> _TESTO DELLA PAGINA_:
_ _ _ _

A un metro da te

A un metro da te recensione

A un metro da te recensione del film di Justin Baldoni con Cole Sprouse, Haley Lu Richardson, Moises Arias, Kimberly Hebert Gregory e Elena Satine

È possibile amare qualcuno che non si può toccare?

A Stella (Haley Lu Richardson) piace avere il controllo su tutto ma non può controllare i propri polmoni che l’hanno costretta a passare la maggior parte della sua vita in ospedale. Ha soprattutto bisogno di gestire ossessivamente il proprio spazio e allontanare ogni rischio di infezione che possa mettere in pericolo il trapianto di polmoni che aspetta da anni. Stella infatti ha la fibrosi cistica e ciascun malato del reparto, per ragioni di sicurezza, ha l’obbligo di rispettare la distanza l’uno dall’altro di almeno un metro e mezzo. Senza eccezioni di sorta.

Nel mondo di Stella irrompe però Will (Cole Sprouse) e i due adolescenti, in comune, all’inizio hanno soltanto la malattia. Lei è una combattente, comunica con il mondo raccontando le giornate trascorse in ospedale e pubblicando video su Youtube. Ama la sua famiglia e le sue amiche, seguendo alla lettera i trattamenti medici.

A un metro da te
Haley Lu Richardson in A un metro da te
A un metro da te
Haley Lu Richardson e Cole Sprouse

Will è esattamente l’opposto. È rassegnato al fatto che la morte lo attende e cerca soltanto di godersi ciò che resta della sua vita. Will ha smesso di lottare.
Fatalità però vuole che i due si innamorino, in quell’età in cui si pensa che tutto sia possibile ma, poiché non possono toccarsi, i ragazzi creano uno spazio tutto loro che svanisce ogniqualvolta che l’apprensiva infermiera gli ricorda la regola ferrea da rispettare.

Almeno un metro e mezzo tra di loro, un metro e mezzo dall’amore.

A un metro da te, tratto dall’omonimo romanzo di Mikki Daughtry e Tobias Iaconis, segue il solco tracciato da film come Colpa delle stelle (2014), Now is good (2012), Resta anche domani (2014), Noi siamo tutto (2017) e da altri ancora. Alcuni fatti bene, altri un po’ meno, ma tutti con un unico scopo: colpire lo spettatore.

A un metro da te
Cole Sprouse

Justin Baldoni, al suo esordio alla regia e noto ai più come attore e per aver partecipato in diverse serie tv, riesce qui a creare l’atmosfera desiderata, e forse va anche oltre.
Questa storia d’amore adolescenziale, in cui il senso di morte aleggia sempre, mette in evidenza l’importanza del contatto umano con coloro che amiamo.

Il film invita empaticamente lo spettatore a riflettere su di questo, che sembra spesso banale come respirare ma che per loro smette di essere un atto riflesso e naturale divenendo possibile soltanto con l’aiuto di respiratori artificiali. Proprio come ad ognuno di noi sembra scontato toccare la persona a cui vogliamo bene, ma riusciamo a capirlo solo quando ci è vietato.

A un metro da te
Haley Lu Richardson in A un metro da te

È una storia adatta soprattutto ad un pubblico giovane ma capace di far riflettere sulla caducità della vita anche coloro che sono obnubilati dalla quotidianità, in un mondo sempre più governato dalla praticità che dai sentimenti.

A un metro da te, anche se con un finale abbastanza prevedibile, regala momenti divertenti ed emotivi. Con Stella e Will comprendiamo che quando siamo costretti ad isolarci ed allontanarci è proprio in quel momento che abbiamo più bisogno del contatto fisico, come dell’aria che respiriamo per vivere.
Loro credono nell’amore e credono che possa sopravvivere anche alla “distanza”, ma l’attesa della morte rimane e colpisce, ed è sempre un colpo basso.

Gabriela

Sintesi

A un metro da te regala momenti divertenti ed emotivi e ci fa riflettere come, quando siamo costretti ad isolarci ed allontanarci, è proprio in quel momento che abbiamo più bisogno del contatto fisico, come dell’aria che respiriamo per vivere.

_ _ _ _

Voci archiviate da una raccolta
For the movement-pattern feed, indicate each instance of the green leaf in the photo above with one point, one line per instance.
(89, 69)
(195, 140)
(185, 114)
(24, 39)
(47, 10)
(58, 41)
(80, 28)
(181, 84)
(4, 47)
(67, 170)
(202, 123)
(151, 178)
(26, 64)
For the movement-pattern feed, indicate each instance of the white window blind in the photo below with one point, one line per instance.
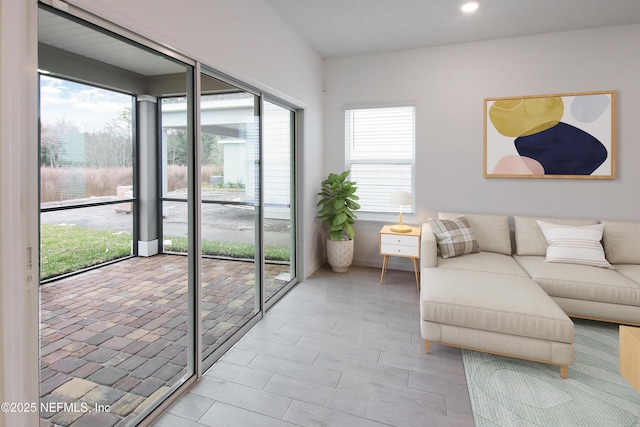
(380, 153)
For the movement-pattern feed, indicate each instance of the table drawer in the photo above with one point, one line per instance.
(402, 250)
(395, 239)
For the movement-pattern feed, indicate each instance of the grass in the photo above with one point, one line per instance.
(68, 248)
(229, 249)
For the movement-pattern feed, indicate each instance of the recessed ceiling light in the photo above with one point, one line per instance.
(469, 7)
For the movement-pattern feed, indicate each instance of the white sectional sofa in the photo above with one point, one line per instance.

_ _ _ _

Stabilisci se le affermazioni (a), (b) e (c) concordano con la recensione: (a) Stella deve tenersi ad almeno un metro e mezzo dagli altri malati del reparto; (b) A un metro da te è il secondo film diretto da Justin Baldoni; (c) il finale del film viene definito del tutto imprevedibile. Per ciascuna rispondi sì o no e cita alla lettera le parole del testo che lo stabiliscono. Le righe non hanno alcun ruolo in questo lavoro.

(a) Sì: "ciascun malato del reparto, per ragioni di sicurezza, ha l’obbligo di rispettare la distanza l’uno dall’altro di almeno un metro e mezzo"
(b) No: "Justin Baldoni, al suo esordio alla regia"
(c) No: "anche se con un finale abbastanza prevedibile"